- **THE EXERCISE**
Pick out every line in the listing below that contains the string "detect" and copy each one in full.

┌────────

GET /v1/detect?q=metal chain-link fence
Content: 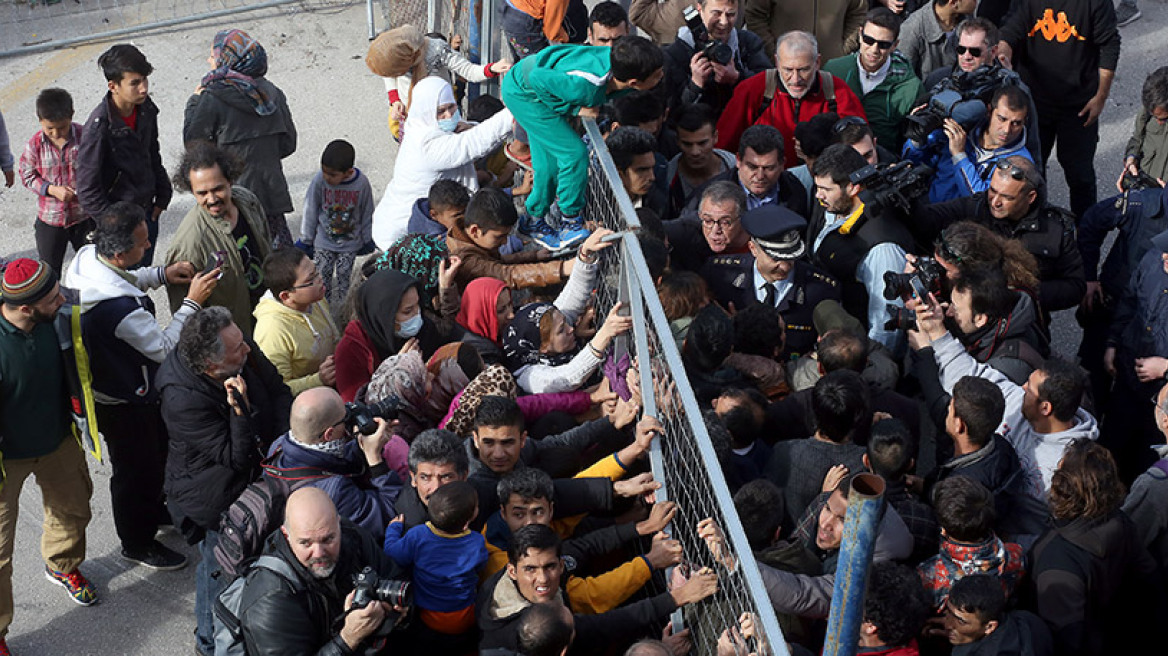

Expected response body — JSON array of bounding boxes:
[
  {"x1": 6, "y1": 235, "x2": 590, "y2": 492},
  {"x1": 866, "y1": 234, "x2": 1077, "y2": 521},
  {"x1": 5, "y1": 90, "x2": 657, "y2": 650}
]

└────────
┌────────

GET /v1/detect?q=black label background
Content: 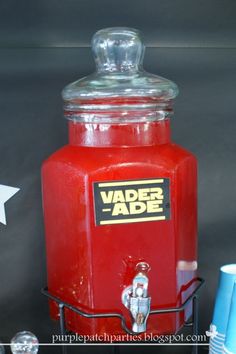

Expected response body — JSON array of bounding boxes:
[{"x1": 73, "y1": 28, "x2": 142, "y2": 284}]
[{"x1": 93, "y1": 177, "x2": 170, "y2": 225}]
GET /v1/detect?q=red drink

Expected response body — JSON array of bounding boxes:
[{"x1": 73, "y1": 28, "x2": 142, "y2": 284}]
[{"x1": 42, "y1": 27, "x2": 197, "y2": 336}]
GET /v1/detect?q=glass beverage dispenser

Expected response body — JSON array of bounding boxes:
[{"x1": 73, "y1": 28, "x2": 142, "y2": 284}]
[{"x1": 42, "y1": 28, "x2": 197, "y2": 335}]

└────────

- **SOLUTION TO THIS EXERCISE**
GET /v1/detect?q=metal chain-link fence
GET /v1/detect?q=black label background
GET /v1/detect?q=red drink
GET /v1/detect?q=glass beverage dispenser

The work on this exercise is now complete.